» **Problem to solve**: Identify the line in which "the white rubber" appears, then reproduce that line and all remaining lines of the records word for word.

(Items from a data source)
....

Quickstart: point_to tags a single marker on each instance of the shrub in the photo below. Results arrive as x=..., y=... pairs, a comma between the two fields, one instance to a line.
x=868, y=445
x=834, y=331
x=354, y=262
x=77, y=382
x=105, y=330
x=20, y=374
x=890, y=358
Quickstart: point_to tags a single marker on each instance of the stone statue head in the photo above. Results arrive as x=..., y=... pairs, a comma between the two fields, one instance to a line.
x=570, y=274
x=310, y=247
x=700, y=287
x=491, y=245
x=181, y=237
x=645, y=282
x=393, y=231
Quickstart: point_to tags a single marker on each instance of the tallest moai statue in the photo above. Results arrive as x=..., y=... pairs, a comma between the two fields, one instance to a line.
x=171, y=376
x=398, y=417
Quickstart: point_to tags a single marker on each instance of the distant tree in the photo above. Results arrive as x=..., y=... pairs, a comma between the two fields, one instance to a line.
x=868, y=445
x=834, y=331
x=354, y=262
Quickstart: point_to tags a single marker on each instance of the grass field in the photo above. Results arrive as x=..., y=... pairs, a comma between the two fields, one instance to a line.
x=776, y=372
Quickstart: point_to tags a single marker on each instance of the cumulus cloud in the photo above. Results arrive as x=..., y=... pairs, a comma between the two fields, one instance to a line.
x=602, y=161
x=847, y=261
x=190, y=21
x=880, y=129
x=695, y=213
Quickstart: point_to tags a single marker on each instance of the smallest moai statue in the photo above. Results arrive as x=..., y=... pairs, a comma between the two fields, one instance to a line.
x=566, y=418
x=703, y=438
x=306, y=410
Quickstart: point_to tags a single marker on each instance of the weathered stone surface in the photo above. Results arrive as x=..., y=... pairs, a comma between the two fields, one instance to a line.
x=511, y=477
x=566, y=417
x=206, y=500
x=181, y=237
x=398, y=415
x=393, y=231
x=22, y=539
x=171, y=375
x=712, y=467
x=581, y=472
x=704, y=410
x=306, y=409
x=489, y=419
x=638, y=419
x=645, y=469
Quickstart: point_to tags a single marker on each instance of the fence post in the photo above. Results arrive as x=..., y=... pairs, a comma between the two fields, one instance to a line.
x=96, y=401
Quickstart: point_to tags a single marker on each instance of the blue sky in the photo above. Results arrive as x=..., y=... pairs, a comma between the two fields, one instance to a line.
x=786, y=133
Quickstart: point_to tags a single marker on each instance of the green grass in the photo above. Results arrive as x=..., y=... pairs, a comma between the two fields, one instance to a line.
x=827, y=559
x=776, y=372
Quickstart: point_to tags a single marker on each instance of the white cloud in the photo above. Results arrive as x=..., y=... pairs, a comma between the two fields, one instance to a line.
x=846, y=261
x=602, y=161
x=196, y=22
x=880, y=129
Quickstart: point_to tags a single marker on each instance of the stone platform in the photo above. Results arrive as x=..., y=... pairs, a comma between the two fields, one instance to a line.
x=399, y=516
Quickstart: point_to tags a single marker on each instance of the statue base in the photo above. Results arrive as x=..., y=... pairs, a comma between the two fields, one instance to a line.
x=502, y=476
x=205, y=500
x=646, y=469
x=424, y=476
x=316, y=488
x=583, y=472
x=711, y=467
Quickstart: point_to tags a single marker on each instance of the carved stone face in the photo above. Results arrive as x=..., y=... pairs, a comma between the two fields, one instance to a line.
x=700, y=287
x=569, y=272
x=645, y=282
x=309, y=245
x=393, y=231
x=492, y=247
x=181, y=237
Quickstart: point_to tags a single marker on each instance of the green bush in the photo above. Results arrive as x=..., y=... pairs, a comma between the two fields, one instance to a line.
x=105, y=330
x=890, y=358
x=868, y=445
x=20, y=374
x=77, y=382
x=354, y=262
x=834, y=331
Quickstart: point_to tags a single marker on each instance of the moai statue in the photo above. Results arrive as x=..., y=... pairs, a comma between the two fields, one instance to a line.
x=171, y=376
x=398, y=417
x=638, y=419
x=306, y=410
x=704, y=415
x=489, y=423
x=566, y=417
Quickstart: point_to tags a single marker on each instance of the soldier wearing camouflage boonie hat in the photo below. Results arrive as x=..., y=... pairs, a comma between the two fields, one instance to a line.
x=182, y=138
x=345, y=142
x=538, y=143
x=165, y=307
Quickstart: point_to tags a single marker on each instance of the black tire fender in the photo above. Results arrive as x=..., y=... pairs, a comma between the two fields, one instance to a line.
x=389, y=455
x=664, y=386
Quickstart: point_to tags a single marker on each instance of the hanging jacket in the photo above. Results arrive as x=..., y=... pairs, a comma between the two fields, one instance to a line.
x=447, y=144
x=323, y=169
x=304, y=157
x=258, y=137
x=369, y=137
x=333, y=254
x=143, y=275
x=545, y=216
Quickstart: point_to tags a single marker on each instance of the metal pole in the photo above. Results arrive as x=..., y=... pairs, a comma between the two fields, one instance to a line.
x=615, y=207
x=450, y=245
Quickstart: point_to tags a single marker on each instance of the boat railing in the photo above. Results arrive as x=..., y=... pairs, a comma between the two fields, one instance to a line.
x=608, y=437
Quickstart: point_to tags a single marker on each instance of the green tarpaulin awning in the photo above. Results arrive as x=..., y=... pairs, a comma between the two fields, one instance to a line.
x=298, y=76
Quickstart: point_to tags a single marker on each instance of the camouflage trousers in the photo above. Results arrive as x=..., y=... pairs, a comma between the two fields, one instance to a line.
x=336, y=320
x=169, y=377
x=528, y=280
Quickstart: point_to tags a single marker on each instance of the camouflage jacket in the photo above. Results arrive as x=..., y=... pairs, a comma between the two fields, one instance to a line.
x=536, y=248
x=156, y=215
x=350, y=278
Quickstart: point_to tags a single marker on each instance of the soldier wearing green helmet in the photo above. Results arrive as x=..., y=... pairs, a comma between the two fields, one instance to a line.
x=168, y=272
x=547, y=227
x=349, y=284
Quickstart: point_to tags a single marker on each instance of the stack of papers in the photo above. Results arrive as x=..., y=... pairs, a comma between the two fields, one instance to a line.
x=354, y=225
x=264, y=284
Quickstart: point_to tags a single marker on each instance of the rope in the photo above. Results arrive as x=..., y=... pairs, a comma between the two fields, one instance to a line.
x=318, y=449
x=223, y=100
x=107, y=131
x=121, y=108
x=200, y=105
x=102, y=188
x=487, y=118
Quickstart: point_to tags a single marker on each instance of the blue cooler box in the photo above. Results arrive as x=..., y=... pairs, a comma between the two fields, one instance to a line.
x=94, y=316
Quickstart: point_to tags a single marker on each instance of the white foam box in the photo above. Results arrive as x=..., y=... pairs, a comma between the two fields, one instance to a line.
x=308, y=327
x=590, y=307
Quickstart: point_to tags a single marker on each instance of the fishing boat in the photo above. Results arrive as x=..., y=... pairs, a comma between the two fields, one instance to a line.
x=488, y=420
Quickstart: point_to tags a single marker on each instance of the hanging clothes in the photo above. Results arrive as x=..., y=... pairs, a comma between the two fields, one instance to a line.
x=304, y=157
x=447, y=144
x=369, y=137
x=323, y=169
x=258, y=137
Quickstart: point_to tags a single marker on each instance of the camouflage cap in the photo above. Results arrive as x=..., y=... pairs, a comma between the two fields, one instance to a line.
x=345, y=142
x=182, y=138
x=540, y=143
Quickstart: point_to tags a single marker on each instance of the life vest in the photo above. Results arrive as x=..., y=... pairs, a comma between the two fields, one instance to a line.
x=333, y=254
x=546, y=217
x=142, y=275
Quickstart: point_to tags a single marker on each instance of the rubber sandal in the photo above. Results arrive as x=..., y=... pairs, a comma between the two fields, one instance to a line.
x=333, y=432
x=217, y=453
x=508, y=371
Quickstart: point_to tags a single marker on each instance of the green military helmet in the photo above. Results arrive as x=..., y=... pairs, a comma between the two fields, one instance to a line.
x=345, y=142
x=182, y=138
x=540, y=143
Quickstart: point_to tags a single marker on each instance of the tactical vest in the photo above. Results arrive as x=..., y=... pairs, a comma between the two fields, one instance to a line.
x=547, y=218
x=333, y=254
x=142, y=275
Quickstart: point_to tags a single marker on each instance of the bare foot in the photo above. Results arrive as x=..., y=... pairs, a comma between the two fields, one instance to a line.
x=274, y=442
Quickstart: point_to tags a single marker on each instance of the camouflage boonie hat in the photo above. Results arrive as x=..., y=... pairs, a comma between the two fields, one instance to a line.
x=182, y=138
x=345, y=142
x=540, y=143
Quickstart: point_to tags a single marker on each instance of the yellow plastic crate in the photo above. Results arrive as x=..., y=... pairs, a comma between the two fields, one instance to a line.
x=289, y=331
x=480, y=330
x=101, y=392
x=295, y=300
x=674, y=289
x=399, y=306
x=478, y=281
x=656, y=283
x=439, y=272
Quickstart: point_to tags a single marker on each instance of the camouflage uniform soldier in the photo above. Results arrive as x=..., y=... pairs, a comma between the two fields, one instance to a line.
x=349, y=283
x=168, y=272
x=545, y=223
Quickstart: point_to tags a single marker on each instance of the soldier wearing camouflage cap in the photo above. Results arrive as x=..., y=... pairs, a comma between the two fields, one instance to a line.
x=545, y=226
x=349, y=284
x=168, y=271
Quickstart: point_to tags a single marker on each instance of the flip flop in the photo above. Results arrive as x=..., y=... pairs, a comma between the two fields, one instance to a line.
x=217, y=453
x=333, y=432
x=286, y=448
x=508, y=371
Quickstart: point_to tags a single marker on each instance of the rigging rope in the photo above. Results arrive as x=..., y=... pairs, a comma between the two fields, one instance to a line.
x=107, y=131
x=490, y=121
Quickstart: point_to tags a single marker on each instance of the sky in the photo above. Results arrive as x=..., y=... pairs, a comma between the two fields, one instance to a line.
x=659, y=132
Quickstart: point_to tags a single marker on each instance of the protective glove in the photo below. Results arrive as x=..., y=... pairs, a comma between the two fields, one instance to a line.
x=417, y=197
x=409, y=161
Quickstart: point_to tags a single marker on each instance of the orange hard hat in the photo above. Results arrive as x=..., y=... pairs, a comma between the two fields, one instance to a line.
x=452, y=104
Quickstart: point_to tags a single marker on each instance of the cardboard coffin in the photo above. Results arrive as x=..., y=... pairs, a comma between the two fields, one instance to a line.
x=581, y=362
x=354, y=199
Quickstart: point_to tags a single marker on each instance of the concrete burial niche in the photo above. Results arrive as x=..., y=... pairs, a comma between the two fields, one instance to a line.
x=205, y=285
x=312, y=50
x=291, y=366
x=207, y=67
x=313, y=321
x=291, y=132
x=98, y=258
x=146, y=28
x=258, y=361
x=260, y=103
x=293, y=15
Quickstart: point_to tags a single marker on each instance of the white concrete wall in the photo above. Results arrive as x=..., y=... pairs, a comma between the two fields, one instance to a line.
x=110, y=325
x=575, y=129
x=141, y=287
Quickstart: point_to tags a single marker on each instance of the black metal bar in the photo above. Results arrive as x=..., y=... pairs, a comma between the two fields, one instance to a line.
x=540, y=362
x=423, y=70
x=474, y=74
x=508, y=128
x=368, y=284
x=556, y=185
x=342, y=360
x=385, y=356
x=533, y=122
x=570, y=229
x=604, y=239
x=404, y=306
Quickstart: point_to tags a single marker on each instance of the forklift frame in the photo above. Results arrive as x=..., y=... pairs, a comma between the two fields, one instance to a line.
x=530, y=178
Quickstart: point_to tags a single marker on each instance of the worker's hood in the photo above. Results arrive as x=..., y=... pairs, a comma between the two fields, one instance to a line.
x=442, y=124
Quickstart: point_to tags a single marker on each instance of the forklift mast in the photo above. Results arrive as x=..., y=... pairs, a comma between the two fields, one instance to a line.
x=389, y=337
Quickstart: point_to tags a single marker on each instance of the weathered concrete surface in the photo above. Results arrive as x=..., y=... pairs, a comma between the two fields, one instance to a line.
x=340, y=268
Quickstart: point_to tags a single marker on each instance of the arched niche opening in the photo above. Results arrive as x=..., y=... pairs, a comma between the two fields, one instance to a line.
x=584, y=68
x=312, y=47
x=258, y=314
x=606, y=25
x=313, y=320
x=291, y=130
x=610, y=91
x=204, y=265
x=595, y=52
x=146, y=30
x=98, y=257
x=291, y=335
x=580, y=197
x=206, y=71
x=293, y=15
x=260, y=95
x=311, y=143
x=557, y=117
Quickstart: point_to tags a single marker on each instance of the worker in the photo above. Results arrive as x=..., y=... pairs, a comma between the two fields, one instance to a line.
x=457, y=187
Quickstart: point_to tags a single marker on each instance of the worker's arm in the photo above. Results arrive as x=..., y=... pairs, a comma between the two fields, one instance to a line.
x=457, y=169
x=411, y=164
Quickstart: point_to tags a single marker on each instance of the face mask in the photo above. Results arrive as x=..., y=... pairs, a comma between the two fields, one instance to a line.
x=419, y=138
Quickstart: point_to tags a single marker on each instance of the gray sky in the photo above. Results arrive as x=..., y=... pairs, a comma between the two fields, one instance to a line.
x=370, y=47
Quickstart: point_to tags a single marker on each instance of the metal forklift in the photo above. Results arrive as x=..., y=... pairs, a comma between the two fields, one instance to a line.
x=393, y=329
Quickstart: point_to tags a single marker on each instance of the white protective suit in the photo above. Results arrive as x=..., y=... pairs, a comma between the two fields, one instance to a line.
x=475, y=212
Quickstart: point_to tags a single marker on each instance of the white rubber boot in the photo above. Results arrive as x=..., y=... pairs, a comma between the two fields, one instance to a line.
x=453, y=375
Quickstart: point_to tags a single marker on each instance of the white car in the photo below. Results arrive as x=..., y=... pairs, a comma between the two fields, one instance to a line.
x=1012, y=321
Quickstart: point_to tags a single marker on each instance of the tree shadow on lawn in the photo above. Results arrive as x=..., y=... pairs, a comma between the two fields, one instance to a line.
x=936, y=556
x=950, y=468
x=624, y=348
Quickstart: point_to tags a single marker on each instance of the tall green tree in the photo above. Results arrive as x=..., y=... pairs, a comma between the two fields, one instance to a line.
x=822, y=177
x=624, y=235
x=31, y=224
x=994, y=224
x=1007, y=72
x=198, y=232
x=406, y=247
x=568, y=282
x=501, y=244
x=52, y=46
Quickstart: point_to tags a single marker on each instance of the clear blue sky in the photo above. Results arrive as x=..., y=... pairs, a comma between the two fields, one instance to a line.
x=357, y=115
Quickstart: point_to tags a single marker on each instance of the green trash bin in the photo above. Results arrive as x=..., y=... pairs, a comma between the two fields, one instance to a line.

....

» **Correct output**:
Quickstart: point_to tags a single marker on each instance of the white rubber boot in the photo above. Results arrive as x=..., y=... pairs, a comma between the two fields, one instance to a line.
x=453, y=375
Quickstart: point_to tags a single marker on each instance of the white car in the photo below. Results arrive as x=..., y=... pairs, a comma between the two fields, one instance to a line.
x=1012, y=321
Quickstart: point_to tags a single marker on each instance of the tree shadow on lawn in the photo above. Results arrive as x=..., y=... pairs, a comma between the two fields, one instance to a line.
x=936, y=556
x=950, y=468
x=624, y=348
Quickstart: point_to tags a single marker on each instance of the tall green tree in the photo above. Results arrive as x=..., y=... pairs, a comma between the two fields, one instance to a line.
x=822, y=177
x=624, y=235
x=31, y=224
x=994, y=224
x=1007, y=72
x=198, y=232
x=406, y=247
x=568, y=282
x=501, y=244
x=52, y=46
Quickstart: point_to tags a single marker on each instance of the clear blue sky in the photo above. Results arrive as x=..., y=... pairs, a comma between the two fields, one instance to a line.
x=357, y=115
Quickstart: point_to tags a single marker on each instance of the green trash bin in the photo above. Results arrive as x=..., y=... pairs, a comma between the two fields, one instance to a line.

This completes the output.